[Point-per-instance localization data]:
# # # # # # #

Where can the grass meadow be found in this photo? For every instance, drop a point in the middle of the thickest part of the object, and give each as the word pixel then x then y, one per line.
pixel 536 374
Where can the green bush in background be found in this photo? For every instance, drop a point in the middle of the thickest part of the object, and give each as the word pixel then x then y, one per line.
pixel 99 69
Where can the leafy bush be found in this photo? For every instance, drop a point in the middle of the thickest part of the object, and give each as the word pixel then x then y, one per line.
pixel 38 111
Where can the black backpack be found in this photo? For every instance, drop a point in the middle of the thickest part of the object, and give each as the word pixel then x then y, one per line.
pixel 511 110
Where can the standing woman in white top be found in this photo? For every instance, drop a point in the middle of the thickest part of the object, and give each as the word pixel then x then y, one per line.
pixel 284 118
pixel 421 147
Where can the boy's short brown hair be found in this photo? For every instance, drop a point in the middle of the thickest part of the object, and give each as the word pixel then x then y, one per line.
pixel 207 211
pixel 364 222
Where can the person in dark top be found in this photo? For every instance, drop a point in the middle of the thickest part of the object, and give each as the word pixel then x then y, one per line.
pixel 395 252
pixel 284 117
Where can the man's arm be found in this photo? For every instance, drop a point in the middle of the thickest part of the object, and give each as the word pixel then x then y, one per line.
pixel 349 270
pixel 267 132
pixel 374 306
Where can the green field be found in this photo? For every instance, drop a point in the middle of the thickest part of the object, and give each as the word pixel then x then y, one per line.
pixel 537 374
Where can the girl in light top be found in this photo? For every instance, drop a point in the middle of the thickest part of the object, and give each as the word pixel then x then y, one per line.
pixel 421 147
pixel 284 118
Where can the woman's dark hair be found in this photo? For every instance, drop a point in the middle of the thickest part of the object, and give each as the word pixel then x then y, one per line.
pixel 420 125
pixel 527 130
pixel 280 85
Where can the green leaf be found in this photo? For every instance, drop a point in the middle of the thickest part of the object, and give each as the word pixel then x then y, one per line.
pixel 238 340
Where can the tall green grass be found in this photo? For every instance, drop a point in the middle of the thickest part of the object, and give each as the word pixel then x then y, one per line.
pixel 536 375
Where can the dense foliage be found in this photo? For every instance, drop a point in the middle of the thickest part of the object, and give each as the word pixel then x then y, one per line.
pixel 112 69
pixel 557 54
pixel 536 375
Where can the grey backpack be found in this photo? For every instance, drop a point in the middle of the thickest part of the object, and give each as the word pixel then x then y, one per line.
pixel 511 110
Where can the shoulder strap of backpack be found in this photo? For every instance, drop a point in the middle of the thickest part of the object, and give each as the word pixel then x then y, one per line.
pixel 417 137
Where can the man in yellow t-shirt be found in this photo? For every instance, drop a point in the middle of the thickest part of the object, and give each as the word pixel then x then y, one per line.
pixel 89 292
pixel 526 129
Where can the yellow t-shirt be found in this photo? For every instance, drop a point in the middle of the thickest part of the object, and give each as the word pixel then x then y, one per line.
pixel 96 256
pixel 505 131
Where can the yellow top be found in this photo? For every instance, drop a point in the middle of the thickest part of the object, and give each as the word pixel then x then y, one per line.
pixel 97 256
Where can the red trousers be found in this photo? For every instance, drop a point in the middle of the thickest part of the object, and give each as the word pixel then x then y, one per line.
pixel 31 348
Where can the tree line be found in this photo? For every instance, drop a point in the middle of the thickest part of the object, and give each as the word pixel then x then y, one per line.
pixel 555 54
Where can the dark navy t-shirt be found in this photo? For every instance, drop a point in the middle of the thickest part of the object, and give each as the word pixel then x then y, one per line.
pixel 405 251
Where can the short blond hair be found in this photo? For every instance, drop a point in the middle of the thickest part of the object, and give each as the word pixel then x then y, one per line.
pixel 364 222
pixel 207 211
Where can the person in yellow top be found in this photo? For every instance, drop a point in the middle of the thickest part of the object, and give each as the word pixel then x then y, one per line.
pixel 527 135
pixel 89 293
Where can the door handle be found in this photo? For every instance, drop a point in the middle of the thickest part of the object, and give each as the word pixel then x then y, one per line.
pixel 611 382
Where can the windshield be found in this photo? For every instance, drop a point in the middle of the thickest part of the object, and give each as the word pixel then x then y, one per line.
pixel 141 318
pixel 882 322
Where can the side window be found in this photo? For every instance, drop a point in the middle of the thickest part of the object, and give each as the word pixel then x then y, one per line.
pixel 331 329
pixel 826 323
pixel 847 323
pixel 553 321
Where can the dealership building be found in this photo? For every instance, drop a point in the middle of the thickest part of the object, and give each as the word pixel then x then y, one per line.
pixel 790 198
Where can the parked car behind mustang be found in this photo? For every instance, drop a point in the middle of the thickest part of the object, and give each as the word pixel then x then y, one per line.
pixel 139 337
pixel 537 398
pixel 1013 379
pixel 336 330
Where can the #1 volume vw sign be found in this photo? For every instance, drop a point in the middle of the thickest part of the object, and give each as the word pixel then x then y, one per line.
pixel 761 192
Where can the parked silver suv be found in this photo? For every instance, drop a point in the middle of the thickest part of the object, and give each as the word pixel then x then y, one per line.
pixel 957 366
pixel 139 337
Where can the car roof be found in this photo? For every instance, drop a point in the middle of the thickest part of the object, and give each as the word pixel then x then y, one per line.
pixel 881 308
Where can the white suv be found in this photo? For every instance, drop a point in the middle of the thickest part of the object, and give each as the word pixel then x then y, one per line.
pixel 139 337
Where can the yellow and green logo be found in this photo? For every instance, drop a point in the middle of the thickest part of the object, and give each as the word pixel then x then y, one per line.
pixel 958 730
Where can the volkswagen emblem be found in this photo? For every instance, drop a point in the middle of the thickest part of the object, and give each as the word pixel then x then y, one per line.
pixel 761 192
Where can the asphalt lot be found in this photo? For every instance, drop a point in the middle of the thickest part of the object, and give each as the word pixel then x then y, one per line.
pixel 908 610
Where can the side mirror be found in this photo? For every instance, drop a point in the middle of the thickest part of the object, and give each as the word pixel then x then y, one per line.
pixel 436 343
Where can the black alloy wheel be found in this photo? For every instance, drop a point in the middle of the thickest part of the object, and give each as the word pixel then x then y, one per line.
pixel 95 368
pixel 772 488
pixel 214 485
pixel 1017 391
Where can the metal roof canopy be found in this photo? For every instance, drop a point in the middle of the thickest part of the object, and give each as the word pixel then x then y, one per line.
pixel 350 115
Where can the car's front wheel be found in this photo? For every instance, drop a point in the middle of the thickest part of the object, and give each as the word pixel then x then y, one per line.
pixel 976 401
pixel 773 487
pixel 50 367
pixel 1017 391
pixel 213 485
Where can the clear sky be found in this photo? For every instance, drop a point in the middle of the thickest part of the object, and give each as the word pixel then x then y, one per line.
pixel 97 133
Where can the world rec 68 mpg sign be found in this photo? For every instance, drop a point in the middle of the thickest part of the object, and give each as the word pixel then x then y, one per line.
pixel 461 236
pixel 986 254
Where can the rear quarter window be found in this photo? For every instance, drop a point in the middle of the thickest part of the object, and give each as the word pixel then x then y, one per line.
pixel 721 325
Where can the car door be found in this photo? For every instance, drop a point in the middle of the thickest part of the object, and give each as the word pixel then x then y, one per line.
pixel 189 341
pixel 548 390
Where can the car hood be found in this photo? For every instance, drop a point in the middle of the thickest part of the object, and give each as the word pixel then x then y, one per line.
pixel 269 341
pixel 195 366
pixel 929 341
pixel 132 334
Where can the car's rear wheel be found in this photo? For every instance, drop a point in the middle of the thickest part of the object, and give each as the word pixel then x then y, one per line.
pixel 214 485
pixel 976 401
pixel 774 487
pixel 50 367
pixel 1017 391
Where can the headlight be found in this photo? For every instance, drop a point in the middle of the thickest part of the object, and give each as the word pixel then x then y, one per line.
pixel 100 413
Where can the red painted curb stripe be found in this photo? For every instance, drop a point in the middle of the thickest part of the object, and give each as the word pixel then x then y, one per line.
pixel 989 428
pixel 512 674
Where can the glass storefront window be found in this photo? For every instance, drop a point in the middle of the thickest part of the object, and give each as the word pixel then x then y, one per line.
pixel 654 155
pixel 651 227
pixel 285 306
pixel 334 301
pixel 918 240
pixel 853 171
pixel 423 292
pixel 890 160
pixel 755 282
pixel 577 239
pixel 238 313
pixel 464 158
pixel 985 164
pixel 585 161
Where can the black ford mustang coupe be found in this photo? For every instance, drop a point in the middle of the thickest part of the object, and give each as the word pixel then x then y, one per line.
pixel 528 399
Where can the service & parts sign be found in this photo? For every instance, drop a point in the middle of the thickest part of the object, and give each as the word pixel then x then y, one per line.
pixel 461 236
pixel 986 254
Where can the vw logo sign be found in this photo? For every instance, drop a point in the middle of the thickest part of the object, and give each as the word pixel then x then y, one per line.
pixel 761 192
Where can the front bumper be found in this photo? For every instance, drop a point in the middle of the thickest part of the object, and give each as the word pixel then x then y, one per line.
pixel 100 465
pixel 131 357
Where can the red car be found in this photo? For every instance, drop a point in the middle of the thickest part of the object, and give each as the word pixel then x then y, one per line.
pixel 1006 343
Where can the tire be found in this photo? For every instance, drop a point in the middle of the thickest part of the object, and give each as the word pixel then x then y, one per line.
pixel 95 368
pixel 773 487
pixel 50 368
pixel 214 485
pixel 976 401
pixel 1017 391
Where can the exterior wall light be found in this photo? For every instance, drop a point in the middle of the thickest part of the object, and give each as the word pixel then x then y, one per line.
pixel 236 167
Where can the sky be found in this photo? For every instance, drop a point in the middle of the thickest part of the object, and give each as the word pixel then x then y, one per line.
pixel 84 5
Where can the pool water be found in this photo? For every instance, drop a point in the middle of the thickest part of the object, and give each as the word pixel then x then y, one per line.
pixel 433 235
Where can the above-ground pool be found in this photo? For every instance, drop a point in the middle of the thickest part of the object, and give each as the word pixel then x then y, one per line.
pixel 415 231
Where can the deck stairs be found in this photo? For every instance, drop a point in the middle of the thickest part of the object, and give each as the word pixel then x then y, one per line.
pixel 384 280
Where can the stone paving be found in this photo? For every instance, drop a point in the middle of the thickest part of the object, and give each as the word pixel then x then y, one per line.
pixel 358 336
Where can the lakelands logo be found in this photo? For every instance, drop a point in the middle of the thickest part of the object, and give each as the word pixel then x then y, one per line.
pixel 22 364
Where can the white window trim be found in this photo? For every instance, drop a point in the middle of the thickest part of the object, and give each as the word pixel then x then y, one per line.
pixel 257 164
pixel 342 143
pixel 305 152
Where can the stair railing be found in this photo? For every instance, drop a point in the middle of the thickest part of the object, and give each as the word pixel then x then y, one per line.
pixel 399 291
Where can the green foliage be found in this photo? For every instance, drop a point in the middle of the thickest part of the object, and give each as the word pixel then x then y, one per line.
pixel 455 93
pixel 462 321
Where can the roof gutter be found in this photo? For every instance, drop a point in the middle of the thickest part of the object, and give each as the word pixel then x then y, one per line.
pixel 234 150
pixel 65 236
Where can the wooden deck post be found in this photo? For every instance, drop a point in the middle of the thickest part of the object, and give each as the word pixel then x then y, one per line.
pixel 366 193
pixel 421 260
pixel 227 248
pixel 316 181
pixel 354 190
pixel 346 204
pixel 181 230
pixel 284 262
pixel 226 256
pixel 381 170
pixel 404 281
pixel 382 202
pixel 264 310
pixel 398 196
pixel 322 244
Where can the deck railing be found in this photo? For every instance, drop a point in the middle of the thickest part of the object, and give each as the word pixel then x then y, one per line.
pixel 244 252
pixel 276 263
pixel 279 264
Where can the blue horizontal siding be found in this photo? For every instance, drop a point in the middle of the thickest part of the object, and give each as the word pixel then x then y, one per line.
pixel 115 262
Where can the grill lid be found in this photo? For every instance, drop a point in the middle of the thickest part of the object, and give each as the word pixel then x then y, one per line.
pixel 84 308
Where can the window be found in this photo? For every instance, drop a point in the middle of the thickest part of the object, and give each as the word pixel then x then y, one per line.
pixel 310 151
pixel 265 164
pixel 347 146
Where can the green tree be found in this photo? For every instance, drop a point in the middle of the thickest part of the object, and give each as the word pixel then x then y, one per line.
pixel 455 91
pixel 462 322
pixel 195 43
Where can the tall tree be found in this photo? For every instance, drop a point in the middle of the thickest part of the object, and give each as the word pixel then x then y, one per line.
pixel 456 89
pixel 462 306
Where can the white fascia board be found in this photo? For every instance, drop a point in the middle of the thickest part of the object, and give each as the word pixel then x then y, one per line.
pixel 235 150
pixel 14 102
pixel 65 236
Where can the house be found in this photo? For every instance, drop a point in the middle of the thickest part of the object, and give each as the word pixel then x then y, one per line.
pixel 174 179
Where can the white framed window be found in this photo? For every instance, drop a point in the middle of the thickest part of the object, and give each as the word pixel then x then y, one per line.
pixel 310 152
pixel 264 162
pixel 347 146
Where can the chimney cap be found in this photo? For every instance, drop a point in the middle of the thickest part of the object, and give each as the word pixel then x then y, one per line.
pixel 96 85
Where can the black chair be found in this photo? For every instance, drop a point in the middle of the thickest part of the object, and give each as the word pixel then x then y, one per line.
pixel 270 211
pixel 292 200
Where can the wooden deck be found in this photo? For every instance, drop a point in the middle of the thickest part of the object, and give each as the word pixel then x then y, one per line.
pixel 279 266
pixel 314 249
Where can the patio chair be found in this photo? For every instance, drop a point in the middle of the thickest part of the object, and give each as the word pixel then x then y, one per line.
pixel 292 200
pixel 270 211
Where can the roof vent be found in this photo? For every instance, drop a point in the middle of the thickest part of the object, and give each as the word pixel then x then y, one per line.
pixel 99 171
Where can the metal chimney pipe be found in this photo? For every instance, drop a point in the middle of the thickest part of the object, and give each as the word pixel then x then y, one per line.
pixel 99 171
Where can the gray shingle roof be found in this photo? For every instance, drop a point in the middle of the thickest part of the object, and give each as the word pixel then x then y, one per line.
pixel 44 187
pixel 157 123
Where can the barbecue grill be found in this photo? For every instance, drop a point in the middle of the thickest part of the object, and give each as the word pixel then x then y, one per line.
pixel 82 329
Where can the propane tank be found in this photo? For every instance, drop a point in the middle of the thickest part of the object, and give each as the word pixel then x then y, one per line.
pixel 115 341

# # # # # # #

Starting from the line with "Where can the propane" and ending with the final line of the data, quote every line exactly, both ends included.

Where can the propane tank be found in this photo? For every instance, drop a point in the middle of the thickest part of the object, and give each as the word pixel then x then y, one per line.
pixel 115 341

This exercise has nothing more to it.